Start of Document segment

Nol Honig (03:54): All right. So now that I have key frames for the completed state ly, just want to make sure that I'm back here at the beginning. Okay. And I'm going to copy and paste these key frames. All right. And with all of these key frames selected here, that means that all of the points on the paths are selected. So I could just take this and I can kind of move this off screen and kind of create what's sorta like a position animation, but which is only happening along the path. Okay. The only thing that's animating are the paths of these letters and not actually to position. All right. So what I want to do is put some ease on these path, key frames, or I'm going to press F nine. I'm going to take it into the speed graph. Unfortunately, you have to work in the speed graph with paths cause they don't really have values.

Nol Honig (04:40): Right. And what I want is for this word to very much ease into place. Okay. So I'm not going to crank this a hundred percent, maybe something like around 90 there, and then here, I'm going to push this back. So it starts faster, not a hundred percent, but something like 10% should be good. Okay. And I think you all know what this would look like. All right. It's something like that. Right. And that's pretty obvious, but just what I want you to think about in terms of stretching is that the faster, the word is going okay. So higher up in the speed graph, the more it should be stretching. All right. So it's like, as the word whips quickly down from here to here, it should move. It should stretch the most as it's whipping and moving the quickest. Okay. And kind of at the same time, the letters that are closer to the resting point, like this T here, this should stretch a little bit less at the start.

Nol Honig (05:33): Then the first tee, which is kind of farther away from the end. So I feel like this letter's sort of moving a little bit slower and this letter is moving a little bit faster. So I would stretch this one, the least than this one. And then this one and this one the most, you know what I mean? So that's just something to think about. Right. So I'm going to jump out of here. Okay. And now let's just look at this with the T. All right. So I'm going to get in closer here and we kind of have to work off here, but it's fine because we can see the paths really well. I mean, we can always choose like yellow here or something, so it'd be more clear. All right. So basically, uh, I want to work on this T first and the way that you would select any of these points.

End of Document segment

Exercise tasks
1. Echo the tutorial transcript's passage, everything from "Nol Honig (03:54): All" down to "really have values.".
2. Answer these questions from the tutorial transcript:
(a) Which key does the speaker press before adding ease to the path keyframes?
(b) Roughly what percentage does the speaker use at the start so the word begins faster?
(c) What color does the speaker mention choosing so the paths would be more clear?
3. According to the tutorial transcript, why does easing the path keyframes have to be done in the speed graph?

Start of Material shown

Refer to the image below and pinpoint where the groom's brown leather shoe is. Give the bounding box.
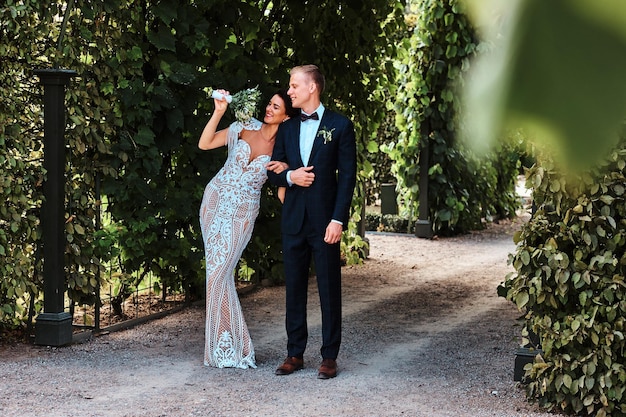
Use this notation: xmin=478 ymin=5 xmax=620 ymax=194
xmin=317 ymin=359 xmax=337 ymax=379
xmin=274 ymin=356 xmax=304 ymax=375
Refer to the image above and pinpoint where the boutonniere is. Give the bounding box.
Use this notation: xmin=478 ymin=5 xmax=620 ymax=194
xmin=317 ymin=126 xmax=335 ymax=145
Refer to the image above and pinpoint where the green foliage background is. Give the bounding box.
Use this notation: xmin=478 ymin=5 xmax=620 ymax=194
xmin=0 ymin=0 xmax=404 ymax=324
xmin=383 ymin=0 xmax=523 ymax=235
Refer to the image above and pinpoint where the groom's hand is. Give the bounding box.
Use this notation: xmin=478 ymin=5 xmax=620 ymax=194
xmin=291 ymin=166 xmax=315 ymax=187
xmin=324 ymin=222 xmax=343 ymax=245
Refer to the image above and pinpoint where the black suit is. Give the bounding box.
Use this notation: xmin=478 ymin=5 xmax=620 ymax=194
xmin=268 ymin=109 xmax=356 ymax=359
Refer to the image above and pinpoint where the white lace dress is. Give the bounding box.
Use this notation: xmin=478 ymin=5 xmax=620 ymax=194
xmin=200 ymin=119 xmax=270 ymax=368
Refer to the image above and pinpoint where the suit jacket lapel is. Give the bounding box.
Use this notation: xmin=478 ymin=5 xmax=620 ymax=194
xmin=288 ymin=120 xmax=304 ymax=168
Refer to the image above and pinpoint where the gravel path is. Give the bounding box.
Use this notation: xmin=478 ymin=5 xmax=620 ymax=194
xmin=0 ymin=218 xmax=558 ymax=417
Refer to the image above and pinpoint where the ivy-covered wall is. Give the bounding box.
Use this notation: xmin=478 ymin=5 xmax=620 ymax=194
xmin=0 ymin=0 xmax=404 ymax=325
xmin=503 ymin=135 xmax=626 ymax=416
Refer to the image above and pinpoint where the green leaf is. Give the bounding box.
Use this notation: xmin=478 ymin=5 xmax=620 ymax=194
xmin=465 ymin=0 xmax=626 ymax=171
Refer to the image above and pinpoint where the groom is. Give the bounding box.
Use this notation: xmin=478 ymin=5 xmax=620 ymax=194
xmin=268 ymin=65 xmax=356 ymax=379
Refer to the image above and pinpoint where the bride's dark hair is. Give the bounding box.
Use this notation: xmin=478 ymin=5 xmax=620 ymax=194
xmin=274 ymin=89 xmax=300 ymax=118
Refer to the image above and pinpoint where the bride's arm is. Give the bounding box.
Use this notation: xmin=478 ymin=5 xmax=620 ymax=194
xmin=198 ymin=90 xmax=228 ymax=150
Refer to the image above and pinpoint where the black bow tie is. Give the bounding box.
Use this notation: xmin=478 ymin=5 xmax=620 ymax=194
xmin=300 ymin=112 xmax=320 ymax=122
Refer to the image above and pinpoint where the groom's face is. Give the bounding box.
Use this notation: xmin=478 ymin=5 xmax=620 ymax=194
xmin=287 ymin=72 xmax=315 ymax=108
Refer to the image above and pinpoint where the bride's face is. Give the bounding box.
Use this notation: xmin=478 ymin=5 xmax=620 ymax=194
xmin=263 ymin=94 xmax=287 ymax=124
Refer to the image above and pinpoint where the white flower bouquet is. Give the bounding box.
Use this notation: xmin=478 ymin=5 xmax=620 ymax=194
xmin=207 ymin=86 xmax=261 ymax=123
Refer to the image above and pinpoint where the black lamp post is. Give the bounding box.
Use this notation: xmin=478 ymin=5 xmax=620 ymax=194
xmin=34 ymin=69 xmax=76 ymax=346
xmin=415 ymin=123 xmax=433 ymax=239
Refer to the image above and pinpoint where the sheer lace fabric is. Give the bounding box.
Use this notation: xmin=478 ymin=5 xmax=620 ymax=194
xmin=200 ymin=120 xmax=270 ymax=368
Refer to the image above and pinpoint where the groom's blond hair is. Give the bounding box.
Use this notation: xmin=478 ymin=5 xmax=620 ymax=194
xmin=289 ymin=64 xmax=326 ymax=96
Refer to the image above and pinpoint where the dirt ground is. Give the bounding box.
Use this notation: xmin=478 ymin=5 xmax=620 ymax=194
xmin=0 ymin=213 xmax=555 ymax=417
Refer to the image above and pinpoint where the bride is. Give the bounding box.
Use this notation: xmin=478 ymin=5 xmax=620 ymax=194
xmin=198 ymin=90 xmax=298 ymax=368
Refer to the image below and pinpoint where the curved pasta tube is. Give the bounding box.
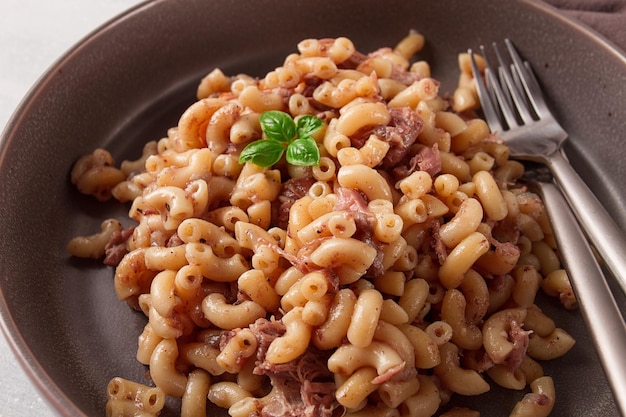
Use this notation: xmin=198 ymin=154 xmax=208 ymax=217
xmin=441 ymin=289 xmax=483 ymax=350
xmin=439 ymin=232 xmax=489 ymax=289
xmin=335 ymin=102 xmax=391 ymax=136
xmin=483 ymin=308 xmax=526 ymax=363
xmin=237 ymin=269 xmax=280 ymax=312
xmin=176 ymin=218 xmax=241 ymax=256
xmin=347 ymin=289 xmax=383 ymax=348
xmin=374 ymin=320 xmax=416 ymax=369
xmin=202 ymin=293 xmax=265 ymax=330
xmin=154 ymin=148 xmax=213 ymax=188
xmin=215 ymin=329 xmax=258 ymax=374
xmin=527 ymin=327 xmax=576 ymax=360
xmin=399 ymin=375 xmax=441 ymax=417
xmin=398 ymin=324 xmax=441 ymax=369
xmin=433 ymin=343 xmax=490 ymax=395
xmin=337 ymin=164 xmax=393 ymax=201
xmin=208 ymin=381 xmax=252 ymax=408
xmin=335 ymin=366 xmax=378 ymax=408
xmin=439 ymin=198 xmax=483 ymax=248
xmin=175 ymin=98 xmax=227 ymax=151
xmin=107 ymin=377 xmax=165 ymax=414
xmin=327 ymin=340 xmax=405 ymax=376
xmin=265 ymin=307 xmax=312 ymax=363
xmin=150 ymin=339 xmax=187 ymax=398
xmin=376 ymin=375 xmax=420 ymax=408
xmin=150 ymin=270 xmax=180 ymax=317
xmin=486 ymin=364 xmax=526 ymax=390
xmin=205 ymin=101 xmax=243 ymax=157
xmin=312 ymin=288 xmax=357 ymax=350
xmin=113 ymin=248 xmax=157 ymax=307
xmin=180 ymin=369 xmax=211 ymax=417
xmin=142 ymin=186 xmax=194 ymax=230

End of Material shown

Answers in order
1.
Nol Honig (03:54): All right. So now that I have key frames for the completed state ly, just want to make sure that I'm back here at the beginning. Okay. And I'm going to copy and paste these key frames. All right. And with all of these key frames selected here, that means that all of the points on the paths are selected. So I could just take this and I can kind of move this off screen and kind of create what's sorta like a position animation, but which is only happening along the path. Okay. The only thing that's animating are the paths of these letters and not actually to position. All right. So what I want to do is put some ease on these path, key frames, or I'm going to press F nine. I'm going to take it into the speed graph. Unfortunately, you have to work in the speed graph with paths cause they don't really have values.

2.
(a) F9
(b) Something like 10%
(c) Yellow

3. Paths don't really have values, so the speaker says the ease on path keyframes has to be adjusted in the speed graph.